AIM OF THE EXERCISE
Rewrite the lines below as a numbered list, leaving out any blank lines, starting at the line with "173L281 204L271 208L270" and continuing through the line with "300H339V299H338ZM341 300H339V301H341ZM333 301H337V300H333ZM346", both included.

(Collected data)
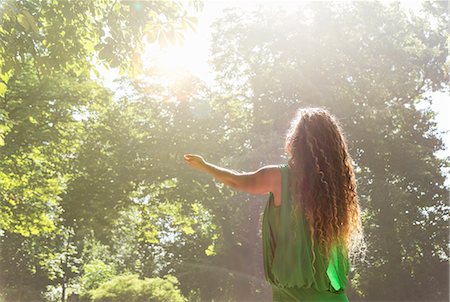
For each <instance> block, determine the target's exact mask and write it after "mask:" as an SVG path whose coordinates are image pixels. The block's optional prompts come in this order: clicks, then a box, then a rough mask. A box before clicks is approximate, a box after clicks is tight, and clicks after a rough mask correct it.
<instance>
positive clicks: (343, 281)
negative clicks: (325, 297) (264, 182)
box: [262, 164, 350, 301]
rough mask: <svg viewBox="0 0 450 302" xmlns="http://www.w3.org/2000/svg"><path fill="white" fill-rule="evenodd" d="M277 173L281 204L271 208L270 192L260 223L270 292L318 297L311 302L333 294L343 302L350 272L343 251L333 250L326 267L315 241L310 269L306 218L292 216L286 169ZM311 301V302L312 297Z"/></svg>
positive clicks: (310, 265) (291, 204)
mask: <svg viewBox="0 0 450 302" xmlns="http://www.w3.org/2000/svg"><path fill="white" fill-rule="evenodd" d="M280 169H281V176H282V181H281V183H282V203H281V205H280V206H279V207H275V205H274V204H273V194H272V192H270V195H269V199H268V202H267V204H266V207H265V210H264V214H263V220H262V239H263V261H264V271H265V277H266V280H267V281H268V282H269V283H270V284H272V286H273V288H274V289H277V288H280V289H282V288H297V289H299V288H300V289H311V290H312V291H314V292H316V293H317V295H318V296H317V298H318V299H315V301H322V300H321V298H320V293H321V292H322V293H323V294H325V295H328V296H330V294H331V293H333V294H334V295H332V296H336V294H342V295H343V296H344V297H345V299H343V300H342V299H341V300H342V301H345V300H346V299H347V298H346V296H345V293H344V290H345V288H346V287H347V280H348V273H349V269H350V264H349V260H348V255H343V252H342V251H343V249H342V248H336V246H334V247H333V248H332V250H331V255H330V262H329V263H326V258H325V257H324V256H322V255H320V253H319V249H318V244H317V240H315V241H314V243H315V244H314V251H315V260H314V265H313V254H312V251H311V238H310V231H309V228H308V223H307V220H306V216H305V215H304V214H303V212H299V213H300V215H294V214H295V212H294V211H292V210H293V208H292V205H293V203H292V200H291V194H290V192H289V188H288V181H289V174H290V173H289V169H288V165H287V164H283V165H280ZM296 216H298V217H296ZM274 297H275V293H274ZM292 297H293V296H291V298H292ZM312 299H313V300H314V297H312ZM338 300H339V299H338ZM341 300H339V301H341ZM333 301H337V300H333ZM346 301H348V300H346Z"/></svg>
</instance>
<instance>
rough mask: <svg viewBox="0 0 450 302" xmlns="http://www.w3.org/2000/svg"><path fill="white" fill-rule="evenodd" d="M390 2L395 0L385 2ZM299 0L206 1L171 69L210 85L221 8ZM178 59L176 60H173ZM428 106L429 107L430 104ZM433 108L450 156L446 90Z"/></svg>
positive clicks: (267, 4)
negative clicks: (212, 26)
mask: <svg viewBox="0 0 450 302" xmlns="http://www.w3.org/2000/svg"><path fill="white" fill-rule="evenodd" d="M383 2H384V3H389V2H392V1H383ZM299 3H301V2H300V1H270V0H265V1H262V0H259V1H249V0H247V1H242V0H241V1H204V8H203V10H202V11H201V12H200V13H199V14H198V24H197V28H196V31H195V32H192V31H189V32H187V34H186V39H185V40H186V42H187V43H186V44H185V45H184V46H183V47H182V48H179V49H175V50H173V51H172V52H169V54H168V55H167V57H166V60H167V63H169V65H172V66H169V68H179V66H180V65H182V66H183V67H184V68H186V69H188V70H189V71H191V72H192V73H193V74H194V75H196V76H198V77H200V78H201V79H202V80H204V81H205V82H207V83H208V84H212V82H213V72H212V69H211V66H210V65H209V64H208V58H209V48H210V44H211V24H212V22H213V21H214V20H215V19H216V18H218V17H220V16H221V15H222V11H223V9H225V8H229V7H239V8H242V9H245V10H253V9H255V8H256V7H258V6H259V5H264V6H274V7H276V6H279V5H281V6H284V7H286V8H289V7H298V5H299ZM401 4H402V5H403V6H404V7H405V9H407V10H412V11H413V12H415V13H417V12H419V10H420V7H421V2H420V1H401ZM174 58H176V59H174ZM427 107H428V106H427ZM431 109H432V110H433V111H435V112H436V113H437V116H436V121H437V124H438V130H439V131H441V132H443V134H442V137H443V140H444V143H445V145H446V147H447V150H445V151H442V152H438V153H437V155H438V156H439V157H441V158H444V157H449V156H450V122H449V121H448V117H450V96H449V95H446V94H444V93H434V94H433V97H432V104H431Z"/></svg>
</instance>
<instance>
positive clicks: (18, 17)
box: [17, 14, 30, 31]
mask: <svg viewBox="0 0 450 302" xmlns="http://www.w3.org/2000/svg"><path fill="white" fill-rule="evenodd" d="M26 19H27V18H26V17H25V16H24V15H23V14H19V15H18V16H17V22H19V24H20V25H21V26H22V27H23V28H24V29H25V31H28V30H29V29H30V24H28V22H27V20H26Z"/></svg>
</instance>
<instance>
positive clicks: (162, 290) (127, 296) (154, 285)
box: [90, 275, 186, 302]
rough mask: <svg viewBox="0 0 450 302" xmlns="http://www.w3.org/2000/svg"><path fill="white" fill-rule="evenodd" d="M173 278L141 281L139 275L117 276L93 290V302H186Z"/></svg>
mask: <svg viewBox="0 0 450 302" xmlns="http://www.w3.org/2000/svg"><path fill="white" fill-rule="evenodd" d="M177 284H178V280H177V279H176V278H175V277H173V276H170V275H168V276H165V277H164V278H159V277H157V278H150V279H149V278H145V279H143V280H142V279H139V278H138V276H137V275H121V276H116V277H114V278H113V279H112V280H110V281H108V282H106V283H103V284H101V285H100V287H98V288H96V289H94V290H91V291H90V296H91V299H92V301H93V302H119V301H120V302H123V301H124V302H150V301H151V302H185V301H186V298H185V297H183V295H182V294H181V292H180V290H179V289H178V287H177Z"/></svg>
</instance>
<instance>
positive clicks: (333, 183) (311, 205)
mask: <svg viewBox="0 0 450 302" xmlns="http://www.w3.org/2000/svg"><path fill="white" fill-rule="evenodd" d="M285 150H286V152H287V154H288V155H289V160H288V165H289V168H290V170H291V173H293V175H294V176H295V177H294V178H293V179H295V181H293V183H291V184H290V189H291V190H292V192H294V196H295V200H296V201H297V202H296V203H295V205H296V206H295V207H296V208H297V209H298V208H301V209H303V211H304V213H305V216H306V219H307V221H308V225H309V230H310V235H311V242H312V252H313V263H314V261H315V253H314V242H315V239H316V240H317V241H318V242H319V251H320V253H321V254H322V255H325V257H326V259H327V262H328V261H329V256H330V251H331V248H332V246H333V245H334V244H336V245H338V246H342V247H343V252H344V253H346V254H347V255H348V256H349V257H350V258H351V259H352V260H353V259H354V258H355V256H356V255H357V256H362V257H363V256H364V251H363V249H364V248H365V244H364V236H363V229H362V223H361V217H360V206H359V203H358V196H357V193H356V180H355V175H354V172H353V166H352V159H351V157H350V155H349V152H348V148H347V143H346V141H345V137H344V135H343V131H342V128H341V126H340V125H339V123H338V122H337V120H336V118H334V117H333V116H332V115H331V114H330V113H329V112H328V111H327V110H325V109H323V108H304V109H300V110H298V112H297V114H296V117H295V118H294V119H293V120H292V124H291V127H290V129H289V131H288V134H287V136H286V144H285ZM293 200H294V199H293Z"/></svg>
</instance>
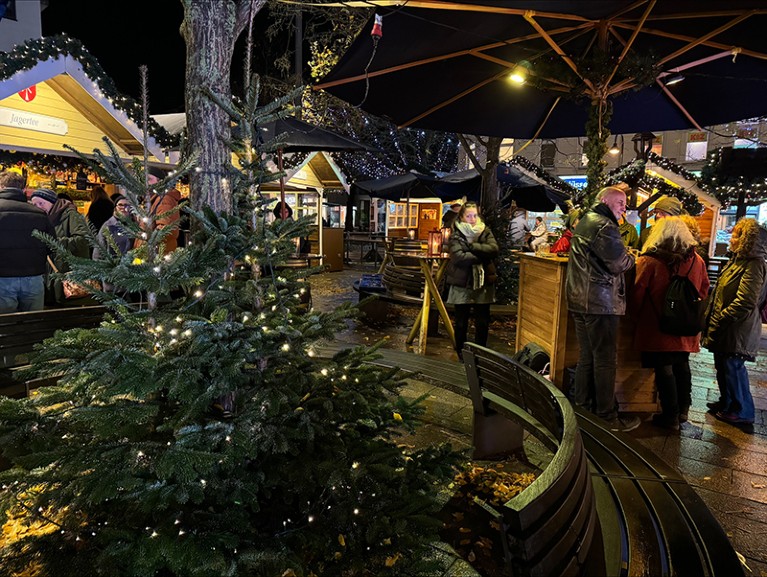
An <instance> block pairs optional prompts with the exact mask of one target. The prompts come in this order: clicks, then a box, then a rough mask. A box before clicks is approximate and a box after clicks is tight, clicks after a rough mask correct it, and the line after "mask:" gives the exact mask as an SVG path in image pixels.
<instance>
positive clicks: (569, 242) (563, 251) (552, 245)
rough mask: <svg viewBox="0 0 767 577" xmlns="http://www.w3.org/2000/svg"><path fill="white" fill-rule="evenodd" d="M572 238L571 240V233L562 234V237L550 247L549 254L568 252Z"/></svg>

ANSWER BOX
1. rough mask: <svg viewBox="0 0 450 302" xmlns="http://www.w3.org/2000/svg"><path fill="white" fill-rule="evenodd" d="M277 173L281 204L271 208L270 192L260 223L270 292L318 297L311 302L333 294L343 302L350 272L343 251L333 250L326 267L315 241L310 269L306 218L292 216L286 169ZM311 301V302L312 297Z"/></svg>
2. positive clicks: (310, 265) (291, 204)
3. mask: <svg viewBox="0 0 450 302" xmlns="http://www.w3.org/2000/svg"><path fill="white" fill-rule="evenodd" d="M280 169H281V176H282V181H281V183H282V203H281V205H280V206H279V207H275V205H274V204H273V194H272V192H270V195H269V199H268V202H267V204H266V207H265V210H264V214H263V220H262V239H263V261H264V271H265V277H266V280H267V281H268V282H269V283H270V284H272V286H273V288H274V289H277V288H280V289H282V288H297V289H299V288H300V289H311V290H312V291H314V292H316V293H317V295H318V296H317V298H318V299H315V301H322V300H321V298H320V293H321V292H322V293H323V294H325V295H328V296H330V294H331V293H333V294H334V295H332V296H336V294H342V295H343V296H344V297H345V299H343V300H342V299H341V300H342V301H345V300H346V299H347V298H346V296H345V293H344V290H345V288H346V287H347V280H348V273H349V269H350V264H349V260H348V255H343V252H342V251H343V249H342V248H336V246H334V247H333V248H332V250H331V255H330V262H329V263H326V258H325V257H324V256H322V255H320V253H319V249H318V244H317V240H315V241H314V243H315V244H314V251H315V260H314V265H313V254H312V251H311V238H310V231H309V228H308V223H307V220H306V216H305V215H304V214H303V212H299V213H300V215H294V214H295V212H294V211H292V210H293V208H292V205H293V203H292V200H291V194H290V192H289V188H288V181H289V174H290V173H289V169H288V165H287V164H283V165H280ZM296 216H298V217H296ZM274 297H275V293H274ZM292 297H293V296H291V298H292ZM312 299H313V300H314V297H312ZM338 300H339V299H338ZM341 300H339V301H341ZM333 301H337V300H333ZM346 301H348V300H346Z"/></svg>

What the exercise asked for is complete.